:: GOAL OF THE EXERCISE ::
Each line of the records is to be copied verbatim.

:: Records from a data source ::

*** Begin section ***

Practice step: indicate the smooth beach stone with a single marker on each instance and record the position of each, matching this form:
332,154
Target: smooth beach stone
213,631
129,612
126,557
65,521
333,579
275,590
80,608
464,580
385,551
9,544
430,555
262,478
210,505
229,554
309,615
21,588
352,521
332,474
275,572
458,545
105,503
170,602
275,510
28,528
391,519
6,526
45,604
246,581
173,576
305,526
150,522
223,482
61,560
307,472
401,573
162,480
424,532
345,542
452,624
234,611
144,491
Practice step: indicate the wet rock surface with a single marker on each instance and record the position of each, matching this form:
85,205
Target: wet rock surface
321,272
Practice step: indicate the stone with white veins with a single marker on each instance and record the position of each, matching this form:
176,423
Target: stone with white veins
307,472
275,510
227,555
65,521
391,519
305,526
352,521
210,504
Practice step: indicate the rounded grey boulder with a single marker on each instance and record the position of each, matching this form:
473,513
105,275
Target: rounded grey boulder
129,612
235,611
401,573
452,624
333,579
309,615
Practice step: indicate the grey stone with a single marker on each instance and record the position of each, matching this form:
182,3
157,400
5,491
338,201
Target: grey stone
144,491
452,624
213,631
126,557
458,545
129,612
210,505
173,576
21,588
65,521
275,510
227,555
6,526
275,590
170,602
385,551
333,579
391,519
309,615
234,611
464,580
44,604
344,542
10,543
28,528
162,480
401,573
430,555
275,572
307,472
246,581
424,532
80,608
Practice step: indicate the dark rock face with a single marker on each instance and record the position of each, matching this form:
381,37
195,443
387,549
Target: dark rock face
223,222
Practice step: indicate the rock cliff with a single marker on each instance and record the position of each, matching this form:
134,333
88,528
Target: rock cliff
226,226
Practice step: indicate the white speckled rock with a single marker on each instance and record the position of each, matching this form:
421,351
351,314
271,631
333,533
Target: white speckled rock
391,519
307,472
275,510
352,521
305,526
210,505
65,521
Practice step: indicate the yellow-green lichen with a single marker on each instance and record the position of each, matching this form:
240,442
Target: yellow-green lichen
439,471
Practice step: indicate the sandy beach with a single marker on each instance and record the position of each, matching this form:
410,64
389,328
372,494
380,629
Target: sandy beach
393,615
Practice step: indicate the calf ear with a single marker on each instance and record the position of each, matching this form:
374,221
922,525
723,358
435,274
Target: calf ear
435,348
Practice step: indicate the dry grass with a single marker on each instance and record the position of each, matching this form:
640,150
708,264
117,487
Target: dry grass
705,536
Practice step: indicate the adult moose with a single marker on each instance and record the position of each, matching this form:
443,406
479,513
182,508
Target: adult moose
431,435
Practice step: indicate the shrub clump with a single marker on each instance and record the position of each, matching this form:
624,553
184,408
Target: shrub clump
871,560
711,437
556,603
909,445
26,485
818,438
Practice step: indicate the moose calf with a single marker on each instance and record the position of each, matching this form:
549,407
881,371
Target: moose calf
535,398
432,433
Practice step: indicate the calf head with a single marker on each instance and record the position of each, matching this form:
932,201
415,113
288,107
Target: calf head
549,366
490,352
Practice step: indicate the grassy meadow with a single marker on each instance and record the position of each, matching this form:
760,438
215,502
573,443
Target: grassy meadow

*** End section ***

:: RESULT ::
Practice step: indicate the smooth beach stone with a single marker on each instance and record the position of each, matching this form:
332,154
Target: smooth beach stone
213,631
129,612
126,557
65,521
333,579
275,590
80,608
464,580
385,551
9,544
430,555
262,478
210,505
229,554
309,615
21,588
352,521
332,474
275,572
458,545
105,503
170,602
275,510
28,528
391,519
6,526
45,604
246,581
173,576
305,526
150,522
223,482
61,560
307,472
401,573
162,480
424,532
345,542
452,624
234,611
144,491
Practice step: indicate the wet rock surface with a single marker on each instance and record the position of each, matching this form:
85,205
Target: wet rock surface
321,272
Practice step: indicate the stone with white veins with a single marker on each instance and record the position of each, matching this form:
176,423
Target: stone with white veins
307,472
275,510
227,555
65,521
391,519
305,526
352,521
210,504
Practice step: indicate the rounded grey boulder with a single marker on each instance and record the position of each, matching this form:
473,513
105,275
Target: rounded grey boulder
129,612
235,611
401,573
452,624
333,579
309,615
Practice step: indicate the grey stone with a single marker on each instance and record the position of each, matching this form:
182,3
157,400
5,491
338,201
Target: grey stone
144,491
452,624
213,631
126,557
458,545
129,612
210,505
173,576
21,588
65,521
275,510
227,555
6,526
275,590
170,602
385,551
333,579
391,519
309,615
234,611
464,580
44,604
344,542
10,543
28,528
162,480
401,573
430,555
275,572
307,472
246,581
424,532
80,608
Practice step: indicate the dark rock face with a single marker on each instance and record the position of each, matching this form:
381,37
195,443
387,549
Target: dark rock face
223,222
Practice step: indicate the rock cliff with a single marker on each instance and record the position of each, matching this form:
134,333
88,528
Target: rock cliff
226,226
Practice step: indicate the white speckled rock with a single marker on each instance and record the position of each, matching this form:
421,351
351,314
271,631
333,533
Target: white speckled rock
391,519
307,472
275,510
352,521
305,526
210,505
65,521
Practice step: indicate the yellow-green lichen with a single marker on each instance and record the position of each, matching this form:
240,442
Target: yellow-green lichen
439,471
Practice step: indicate the sandy beach with a single marker on each instance and record the position of each, matching this form:
410,64
389,328
372,494
380,629
Target: sandy beach
393,615
Practice step: indicate the calf ear with a single marker on each instance and record the position of each, matching this form:
374,221
922,525
723,358
435,274
Target: calf ear
435,348
Practice step: indicate the dry grass with a single marker on each instance and record the position of each, matching this form:
640,150
708,264
117,487
Target: dry grass
705,536
Practice step: indicate the adult moose with a single marker on each instance and record the position of each, matching this form:
443,406
479,513
182,508
Target: adult moose
431,435
Practice step: indicate the shrub clump with a single marker on each instance and record the position of each, matching this form:
624,553
184,408
Target: shrub clump
871,560
711,437
556,603
909,445
26,485
818,438
Practice step: indicate the moose calf with a single marker on each instance and record the position of each, matching this form:
549,407
881,371
Target: moose calf
535,398
432,433
Practice step: indicate the calf head with a single marker on each instance and record the position of each, matching this form:
932,201
415,113
288,107
Target: calf head
549,366
490,352
Practice step: indicate the grassy meadow with a single marker on each instance and record the position of each, matching this form:
760,438
215,502
573,443
Target: grassy meadow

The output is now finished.